Document extract |

I wouldn't travel with anyone who used their phone while driving - and I've reported bus drivers for doing it while I was on board.


----------



## fossyant (13 Nov 2020)

Oh heck. I agree with you and we discussed this the other night. 

I usually check if someone is driving and will say, I'll call you back. Even if I catch MrsF whilst she is driving, I'll keep it really short. The only time I've used mine when driving is to let MrsF know when I'm picking her up - but I use Google hands free function to send her a text. Eg. 'Hello Google, text MrsF to say I'm on my way'.

You'll be in the bad books for a while, but you have told her previously.


----------



## sheddy (13 Nov 2020)

A passenger should be able to sense an approaching hazard/driver workload/decision making and wait before annoying their driver.


----------



## T4tomo (13 Nov 2020)

right message delivered in an appalling clumsy way. I bet you're a joy to live with.


----------



## Drago (13 Nov 2020)

Anyone who thinks it's ok to break laws that are there for our safety is no friend of mine. Fortunately, Mrs D is an ex Bobby herself so agrees with me completely on that without me having to tell her.


----------



## dan_bo (13 Nov 2020)

steveindenmark said:


> I must have missed that section of the law. The number of times drink drivers told me they werd ok to drive. It must be the same with phones.
> 
> Its not multiple choice. It says you dont use the phone when driving. It negates those who cock up.


Well hows about mandatory signal jammers in cars then. If the government was arsed about it they'd sort it in a shot. It's not a black and white issue.


----------



## sheddy (13 Nov 2020)

mustang1 said:


> Effin heck, that put tears in my eyes.
> I know people who will still watch that and deny they are drivinig dangerously. It p-sses me right off, their stinking attitude and stupid excuses. Their blxxdy selfishness putting other people's lives in jeopardy.



I’d like to know if/when these videos are transmitted on Ireland TV.


----------



## shep (13 Nov 2020)

A few issues here as I see it,

Should people drive around using their phone, NO obviously for all the reasons stated.

If in a car with someone who goes to use their phone whilst driving, fully justified to express your thoughts and point out the dangers etc,etc.

Should you talk over your missus when at home on the phone and embarrass her when really it's F**k all to do with you, errrr no, in my opinion.

If I was on the phone at home to a mate and the wife asked 'who it was and are they driving' then proceeded to do what you did she would get a right bollocking, as I would expect to receive if I did that to her.

You did ask!


----------



## I like Skol (13 Nov 2020)

SpokeyDokey said:


> I'm not surprised you are getting the cold shoulder - how embarrassing for your wife for you to talk over her conversation.
> The fact that you tell (as in 'told') your wife what to do doesn't help either.

Brief 1 | In the forum thread on phone use while driving, what does fossyant use to text MrsF about a pickup while driving?
Brief 2 | Shorten the paragraph in the forum thread on phone use while driving that begins "I usually check if someone is driving" to two sentences, keeping its main facts.
Brief 3 | Pick up the forum thread on phone use while driving after its final line and write the next part.

Supplied material |
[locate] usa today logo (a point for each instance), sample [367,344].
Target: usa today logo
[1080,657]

Exercise response 1 | Google's hands-free function.

Exercise response 2 | The writer checks whether the other person is driving and offers to call back, and keeps any call with MrsF very short if she is at the wheel. The only phone use while driving is a hands-free text to MrsF about picking her up, sent by a voice command such as "Hello Google, text MrsF to say I'm on my way."

Exercise response 3 |
> Surely you *discuss* matters such as these in private?


You're quite right, it has been openly discussed, I have suggested/requested that they don't make these calls (both with my wife and her friend) a number of times. I am not a monster so don't try to portray me as a domineering bully husband thank you very much.


fossyant said:


> Oh heck. I agree with you and we discussed this the other night.
> ........
> You'll be in the bad books for a while, but you have told her previously.





T4tomo said:


> right message delivered in an appalling clumsy way. I bet you're a joy to live with.


See above.


shep said:


> Should you talk over your missus when at home on the phone and embarrass her when really it's F**k all to do with you, errrr no, in my opinion.


Errrr, yes it is all to do with me, and her, and everyone actually. My wife has had to deal with that call once already, the one where your husband has been scraped up off the road and is now strapped to a spine board in intensive care, so please hurry on down and we will try to find out if he is paralysed before you arrive.
The cost of unnecessarily inattentive and distracted driving can be very high indeed.

I had tried discussion, suggestion and reminding, but that wasn't working so I used the big stick because the carrot approach had failed. It was rude, but if that's what it takes then so be it. It is important and 'nice' won't do it, so if it means making people feel awkward, embarrassing people, being 'rude', then let's get on with it and make things better.


----------



## Drago (13 Nov 2020)

byegad said:


> That's interesting, thank you. I wonder if there's similar research on talking to passengers?


Yes, there has been, and the difference itmcauses to raction times doesn't come close to speaking on handsfee, which is on a par with drink driving in terms of reaction times. 

If you're driving a car, leave the blummen phone alone. That so many the pilots of large kinetic weapons have such poor psychological control is scary.


----------



## dodgy (13 Nov 2020)

byegad said:


> That's interesting, thank you. I wonder if there's similar research on talking to passengers?



I guess we've all been in a discussion with a passenger in a car before, notice how they generally are aware when the road ahead gets a bit more complex (junctions, a car looks like it's going to pull out etc) and shut up? People on the other end of the phone don't see this so just keep talking.
You don't even need to have a driving license to recognise when the road is becoming more cluttered/dangerous.


----------



## dodgy (13 Nov 2020)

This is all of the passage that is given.